Apply what you read —
a. In the essay on the dark side of beauty, whom did Lane call a "desert rat with voracious curiosity"?
b. From the essay on the dark side of beauty, reproduce word for word the passage starting with "Because books have" and going on through "breast in appreciation.".

Text provided —
Beauty Part IV – The Dark Side of Beauty
- Seeds For Thought
- Mar 25, 2020
- 3 min read

“In the shadowlands of pain and despair we find slow, dark beauty.”
John O’Donohue from Beauty: The Invisible Embrace
It’s not that pain and despair are beautiful, but many times these things uncover the vulnerable and authentic places deep inside of us. We ordinarily keep those places tucked neatly inside when not stretched to the limit or stressed beyond our ability to cope. In times of ease we can go through the motions and not let those parts show. But when we are in pain, it just doesn’t work and those tender parts come out involuntarily. There is a stunning beauty to be found in authenticity during those times.
A little more than a decade ago I experienced a season of loss that shook me down to the core. The anchors of my life that I had come to depend on as stabilizing realities came unmoored. My world seemed at first nonsensical, then cruel, and finally, and perhaps most disturbing, totally and completely unengaging, having nothing to offer.
Because books have always been friends, even from childhood, I looked to them for some kind of solace. I was drawn to books about grief, several of which became counselors and confessors of sorts. They became a safe place for me to rant and rail, for me to stain their pages with tears and to clasp them to my breast in appreciation.
In Belden Lane’s book, The Solace of Fierce Landscapes: Exploring Desert and Mountain Spirituality, I was counseled to embrace loss as an avenue to freedom from incessant grasping. As the early Desert Mothers and Fathers learned by experience, emptiness lays bare the greatest of treasures.
In Lanes’s Landscapes of the Sacred: Geography and Narrative in American Spirituality, I was tutored by Edward Abbey, who Lane referred to affectionately as a “desert rat with voracious curiosity.” Abbey’s desert insights include learning to live with paradox and with questions that have no answer. He seems to revel in the mystic nature of a desert landscape describing it as a wasteland and at the same time imbuing it with a sense of the sacred.

Supplied material —
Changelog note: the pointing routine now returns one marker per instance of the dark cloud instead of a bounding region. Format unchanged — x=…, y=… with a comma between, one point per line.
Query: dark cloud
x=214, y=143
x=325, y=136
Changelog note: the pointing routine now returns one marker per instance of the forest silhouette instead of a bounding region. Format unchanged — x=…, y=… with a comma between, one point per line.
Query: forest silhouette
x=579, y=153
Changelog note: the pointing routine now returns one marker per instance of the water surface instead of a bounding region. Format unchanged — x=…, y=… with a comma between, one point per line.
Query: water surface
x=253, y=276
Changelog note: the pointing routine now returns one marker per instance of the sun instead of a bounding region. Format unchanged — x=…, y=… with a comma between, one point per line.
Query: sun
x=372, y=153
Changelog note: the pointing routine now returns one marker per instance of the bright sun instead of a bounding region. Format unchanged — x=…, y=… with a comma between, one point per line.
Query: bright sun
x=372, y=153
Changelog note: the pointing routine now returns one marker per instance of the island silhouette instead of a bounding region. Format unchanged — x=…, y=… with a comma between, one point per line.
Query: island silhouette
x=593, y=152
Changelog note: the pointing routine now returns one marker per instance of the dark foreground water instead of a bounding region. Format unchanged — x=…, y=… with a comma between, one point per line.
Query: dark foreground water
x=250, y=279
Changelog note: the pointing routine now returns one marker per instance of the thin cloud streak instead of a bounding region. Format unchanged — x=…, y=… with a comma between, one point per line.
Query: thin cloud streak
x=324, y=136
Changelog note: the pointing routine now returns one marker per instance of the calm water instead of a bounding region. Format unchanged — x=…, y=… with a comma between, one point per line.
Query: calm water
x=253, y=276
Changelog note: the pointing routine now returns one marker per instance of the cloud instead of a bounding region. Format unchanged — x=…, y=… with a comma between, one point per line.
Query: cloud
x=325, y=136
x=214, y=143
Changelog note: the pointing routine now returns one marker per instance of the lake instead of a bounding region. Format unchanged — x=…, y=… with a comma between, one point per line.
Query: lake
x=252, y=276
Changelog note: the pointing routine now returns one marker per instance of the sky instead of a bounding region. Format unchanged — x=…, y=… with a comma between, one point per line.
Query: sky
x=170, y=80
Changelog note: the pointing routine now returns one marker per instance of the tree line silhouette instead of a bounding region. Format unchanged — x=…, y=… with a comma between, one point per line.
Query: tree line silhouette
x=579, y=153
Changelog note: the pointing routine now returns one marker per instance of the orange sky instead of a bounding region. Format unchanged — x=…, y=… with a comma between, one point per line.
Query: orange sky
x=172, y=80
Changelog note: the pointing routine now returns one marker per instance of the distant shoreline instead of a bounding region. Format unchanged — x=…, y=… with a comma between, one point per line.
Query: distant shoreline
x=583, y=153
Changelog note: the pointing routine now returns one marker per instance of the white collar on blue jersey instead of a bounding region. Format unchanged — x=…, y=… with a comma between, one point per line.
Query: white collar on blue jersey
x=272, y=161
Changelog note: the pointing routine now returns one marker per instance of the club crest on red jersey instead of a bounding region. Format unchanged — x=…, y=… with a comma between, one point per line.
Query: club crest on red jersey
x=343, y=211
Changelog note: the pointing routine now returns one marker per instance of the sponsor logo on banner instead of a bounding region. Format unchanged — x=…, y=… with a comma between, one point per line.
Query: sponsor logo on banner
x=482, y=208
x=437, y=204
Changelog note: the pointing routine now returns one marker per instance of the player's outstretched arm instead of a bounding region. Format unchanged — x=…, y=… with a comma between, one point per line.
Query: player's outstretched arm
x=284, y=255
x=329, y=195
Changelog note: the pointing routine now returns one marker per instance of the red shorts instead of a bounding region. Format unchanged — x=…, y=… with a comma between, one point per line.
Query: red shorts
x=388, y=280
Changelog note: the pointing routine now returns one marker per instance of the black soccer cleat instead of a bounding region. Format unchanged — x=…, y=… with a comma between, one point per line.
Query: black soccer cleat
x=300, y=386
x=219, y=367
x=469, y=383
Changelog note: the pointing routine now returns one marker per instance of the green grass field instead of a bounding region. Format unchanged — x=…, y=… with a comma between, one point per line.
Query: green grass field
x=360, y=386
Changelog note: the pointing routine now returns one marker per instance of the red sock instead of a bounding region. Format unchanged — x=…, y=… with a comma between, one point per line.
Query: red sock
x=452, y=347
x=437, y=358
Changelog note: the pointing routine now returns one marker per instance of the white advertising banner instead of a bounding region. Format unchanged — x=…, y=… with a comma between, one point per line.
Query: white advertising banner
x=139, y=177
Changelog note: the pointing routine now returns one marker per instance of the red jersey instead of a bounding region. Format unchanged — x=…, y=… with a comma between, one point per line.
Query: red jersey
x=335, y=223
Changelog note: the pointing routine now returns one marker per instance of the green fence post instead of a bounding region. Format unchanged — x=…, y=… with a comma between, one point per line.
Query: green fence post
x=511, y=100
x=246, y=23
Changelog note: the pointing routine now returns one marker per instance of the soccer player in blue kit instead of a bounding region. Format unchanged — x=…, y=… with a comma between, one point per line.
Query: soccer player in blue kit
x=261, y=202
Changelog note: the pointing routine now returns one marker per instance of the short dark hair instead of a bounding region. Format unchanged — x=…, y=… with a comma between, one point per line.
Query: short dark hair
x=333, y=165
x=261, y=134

Responses to the tasks —
a. Edward Abbey

b.
Because books have always been friends, even from childhood, I looked to them for some kind of solace. I was drawn to books about grief, several of which became counselors and confessors of sorts. They became a safe place for me to rant and rail, for me to stain their pages with tears and to clasp them to my breast in appreciation.